● Your task
Once the line with "Produce, for each" is found in the entries below, repeat it and each following line exactly, up to and including the line with "positive clicks: (12, 112) (13, 113)". Add no other lines.

● Information supplied
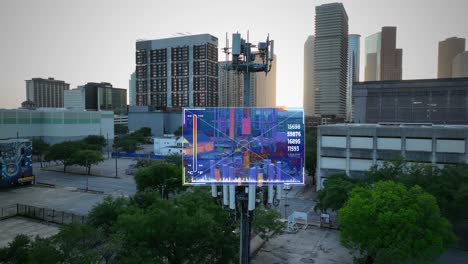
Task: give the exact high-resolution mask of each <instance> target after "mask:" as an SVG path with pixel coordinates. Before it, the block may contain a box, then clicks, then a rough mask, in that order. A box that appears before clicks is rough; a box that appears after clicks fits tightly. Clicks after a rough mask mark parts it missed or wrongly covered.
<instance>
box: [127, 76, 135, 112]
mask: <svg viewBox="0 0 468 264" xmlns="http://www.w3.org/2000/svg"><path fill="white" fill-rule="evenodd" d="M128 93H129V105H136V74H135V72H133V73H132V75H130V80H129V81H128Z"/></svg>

---

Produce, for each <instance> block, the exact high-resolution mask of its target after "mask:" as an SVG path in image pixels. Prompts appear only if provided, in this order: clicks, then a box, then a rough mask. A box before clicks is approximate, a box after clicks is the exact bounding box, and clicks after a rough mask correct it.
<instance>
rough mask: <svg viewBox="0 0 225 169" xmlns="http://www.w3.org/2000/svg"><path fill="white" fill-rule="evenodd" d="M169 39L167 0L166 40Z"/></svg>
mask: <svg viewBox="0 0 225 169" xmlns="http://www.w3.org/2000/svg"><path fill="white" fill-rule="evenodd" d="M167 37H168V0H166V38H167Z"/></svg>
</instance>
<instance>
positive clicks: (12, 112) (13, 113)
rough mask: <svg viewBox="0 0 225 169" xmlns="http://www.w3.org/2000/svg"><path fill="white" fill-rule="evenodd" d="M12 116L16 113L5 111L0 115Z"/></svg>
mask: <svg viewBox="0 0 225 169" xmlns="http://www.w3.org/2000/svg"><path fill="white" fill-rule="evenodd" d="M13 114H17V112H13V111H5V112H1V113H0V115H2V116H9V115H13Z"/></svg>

● Answer box
Produce, for each <instance> block, the exact high-resolution mask of its target after "mask:" as an SVG path in image pixels. Prompts appear only if provided, in this order: clicks, then a box, then a rough mask. A box before clicks is approximate, a box after clicks is the exact bounding box, and clicks after a rough mask correct it.
<instance>
rough mask: <svg viewBox="0 0 225 169" xmlns="http://www.w3.org/2000/svg"><path fill="white" fill-rule="evenodd" d="M169 39L167 0L166 40Z"/></svg>
mask: <svg viewBox="0 0 225 169" xmlns="http://www.w3.org/2000/svg"><path fill="white" fill-rule="evenodd" d="M167 37H168V0H166V38H167Z"/></svg>
</instance>
<instance>
positive clicks: (12, 112) (13, 113)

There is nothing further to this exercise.